TASK 1:
In the passage about Dunn, where was he buried?
TASK 2:
From the passage about Dunn, pull out the words from "Dunn started teaching" to "until his death." and copy them word for word.

START QUOTED PASSAGE

Dunn started teaching as tutor to the Dunville family in Ireland in 1884–85. He was a master at Elstree School, Hertfordshire, from 1885 to 1892. In May 1892 he opened his own preparatory school, Ludgrove, at Ludgrove Hall, Cockfosters, near Barnet where he remained as headmaster until his death.

==Death and legacy==
He died in his sleep in Ludgrove on 20 February 1902 at the young age of 41. In the week preceding his death, he had refereed a football match between Ludgrove's own XI and Oxford University and played hockey on the ice at Trent Park near the school, when he complained of tiredness. On the day he died he had visited the House of Commons with M.P. Colonel William Kenyon-Slaney, whose son was then a pupil at Ludgrove. He was buried at Little Shelford, Cambridgeshire, where he was brought up.

Dunn left a widow and three children. His youngest daughter, Olive Mary, became an author, by the name of Mary Dunn (writer), and also wrote for the satirical magazine Punch. His only son, John H. M. Dunn, became a 2nd Lieutenant with the Royal Field Artillery and was killed in action in the First World War on the Somme in September 1916. His eldest daughter, Marjorie Florence, was awarded an MBE in 1920 for her work with the Red Cross during that war. His wife Helen outlived him by 26 years and died in 1949 aged 81.

END QUOTED PASSAGE
START DATASET ENTRIES

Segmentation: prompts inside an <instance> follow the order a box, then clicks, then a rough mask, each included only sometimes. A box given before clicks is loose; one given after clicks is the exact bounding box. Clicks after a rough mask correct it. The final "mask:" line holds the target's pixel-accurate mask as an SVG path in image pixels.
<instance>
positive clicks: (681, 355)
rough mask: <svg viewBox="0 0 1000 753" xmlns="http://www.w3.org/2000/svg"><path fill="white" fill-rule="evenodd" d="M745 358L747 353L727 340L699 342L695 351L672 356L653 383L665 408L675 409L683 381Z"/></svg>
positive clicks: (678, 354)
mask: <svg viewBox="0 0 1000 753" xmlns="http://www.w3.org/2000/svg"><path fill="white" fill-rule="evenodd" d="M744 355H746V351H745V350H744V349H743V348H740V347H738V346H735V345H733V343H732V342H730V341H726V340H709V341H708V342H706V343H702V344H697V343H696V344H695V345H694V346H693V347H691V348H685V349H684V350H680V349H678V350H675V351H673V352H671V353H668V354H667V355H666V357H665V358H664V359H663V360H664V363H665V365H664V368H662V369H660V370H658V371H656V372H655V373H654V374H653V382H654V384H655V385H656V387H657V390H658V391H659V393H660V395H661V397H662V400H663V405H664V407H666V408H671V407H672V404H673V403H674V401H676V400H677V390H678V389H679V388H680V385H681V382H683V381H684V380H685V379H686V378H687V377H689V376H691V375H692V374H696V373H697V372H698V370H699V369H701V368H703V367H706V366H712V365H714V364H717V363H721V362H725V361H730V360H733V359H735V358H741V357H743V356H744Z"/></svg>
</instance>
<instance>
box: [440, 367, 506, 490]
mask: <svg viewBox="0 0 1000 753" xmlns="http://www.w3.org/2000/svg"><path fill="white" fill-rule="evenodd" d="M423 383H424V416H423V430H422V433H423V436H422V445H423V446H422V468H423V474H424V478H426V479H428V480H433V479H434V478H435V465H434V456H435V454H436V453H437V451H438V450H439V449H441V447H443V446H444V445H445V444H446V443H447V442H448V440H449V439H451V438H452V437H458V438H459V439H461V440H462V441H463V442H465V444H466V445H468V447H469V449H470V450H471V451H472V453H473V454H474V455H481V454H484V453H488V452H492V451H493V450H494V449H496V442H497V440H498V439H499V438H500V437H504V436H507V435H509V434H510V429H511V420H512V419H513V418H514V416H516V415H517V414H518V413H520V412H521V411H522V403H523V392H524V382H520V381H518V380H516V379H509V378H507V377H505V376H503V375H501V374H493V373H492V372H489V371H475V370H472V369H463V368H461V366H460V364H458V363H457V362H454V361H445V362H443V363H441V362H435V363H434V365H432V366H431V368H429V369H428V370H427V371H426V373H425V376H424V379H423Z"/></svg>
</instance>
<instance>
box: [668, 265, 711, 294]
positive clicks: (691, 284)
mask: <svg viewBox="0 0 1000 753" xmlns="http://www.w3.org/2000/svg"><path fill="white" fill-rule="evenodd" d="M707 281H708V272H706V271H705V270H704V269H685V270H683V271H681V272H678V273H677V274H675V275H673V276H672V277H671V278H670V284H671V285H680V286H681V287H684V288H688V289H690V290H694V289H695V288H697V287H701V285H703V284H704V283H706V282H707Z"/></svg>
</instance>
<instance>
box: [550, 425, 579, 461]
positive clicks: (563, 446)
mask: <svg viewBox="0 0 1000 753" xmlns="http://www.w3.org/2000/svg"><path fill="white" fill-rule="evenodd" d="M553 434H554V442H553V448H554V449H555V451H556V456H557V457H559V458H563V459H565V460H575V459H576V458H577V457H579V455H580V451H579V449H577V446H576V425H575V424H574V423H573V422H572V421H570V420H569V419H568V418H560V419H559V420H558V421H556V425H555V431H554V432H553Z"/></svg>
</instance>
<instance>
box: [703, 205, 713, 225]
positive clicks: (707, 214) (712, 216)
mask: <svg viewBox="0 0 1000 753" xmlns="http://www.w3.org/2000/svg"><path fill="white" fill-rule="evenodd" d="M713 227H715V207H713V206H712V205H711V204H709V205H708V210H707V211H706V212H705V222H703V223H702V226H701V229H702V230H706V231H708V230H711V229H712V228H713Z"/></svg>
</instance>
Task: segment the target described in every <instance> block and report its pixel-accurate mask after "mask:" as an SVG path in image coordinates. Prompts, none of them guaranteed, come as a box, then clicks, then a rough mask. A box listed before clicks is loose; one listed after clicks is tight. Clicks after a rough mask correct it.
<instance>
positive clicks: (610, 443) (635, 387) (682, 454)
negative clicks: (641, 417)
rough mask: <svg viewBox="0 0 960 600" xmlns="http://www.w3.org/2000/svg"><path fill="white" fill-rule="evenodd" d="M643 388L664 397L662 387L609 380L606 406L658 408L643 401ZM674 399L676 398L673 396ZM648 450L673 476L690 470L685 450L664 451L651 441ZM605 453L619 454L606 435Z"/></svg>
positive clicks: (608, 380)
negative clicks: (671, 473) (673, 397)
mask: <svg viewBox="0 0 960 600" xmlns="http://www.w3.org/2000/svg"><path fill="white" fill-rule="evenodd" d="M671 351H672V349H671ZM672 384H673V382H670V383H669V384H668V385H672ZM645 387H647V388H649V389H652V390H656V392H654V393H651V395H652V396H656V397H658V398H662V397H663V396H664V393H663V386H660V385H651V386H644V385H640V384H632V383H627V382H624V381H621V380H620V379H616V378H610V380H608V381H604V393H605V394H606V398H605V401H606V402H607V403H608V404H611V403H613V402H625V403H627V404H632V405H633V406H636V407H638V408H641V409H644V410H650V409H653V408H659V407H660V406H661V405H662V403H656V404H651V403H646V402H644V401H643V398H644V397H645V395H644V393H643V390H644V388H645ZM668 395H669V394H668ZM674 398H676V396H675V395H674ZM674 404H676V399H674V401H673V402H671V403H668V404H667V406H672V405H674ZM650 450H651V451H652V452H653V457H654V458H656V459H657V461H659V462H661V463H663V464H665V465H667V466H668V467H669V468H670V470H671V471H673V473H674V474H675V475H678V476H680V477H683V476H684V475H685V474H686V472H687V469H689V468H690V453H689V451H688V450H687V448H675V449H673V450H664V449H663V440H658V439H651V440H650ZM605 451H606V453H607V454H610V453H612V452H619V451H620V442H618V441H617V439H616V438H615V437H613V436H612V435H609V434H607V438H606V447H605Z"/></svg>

END DATASET ENTRIES

FINAL ANSWER 1:
At Little Shelford, Cambridgeshire, where he was brought up.

FINAL ANSWER 2:
Dunn started teaching as tutor to the Dunville family in Ireland in 1884–85. He was a master at Elstree School, Hertfordshire, from 1885 to 1892. In May 1892 he opened his own preparatory school, Ludgrove, at Ludgrove Hall, Cockfosters, near Barnet where he remained as headmaster until his death.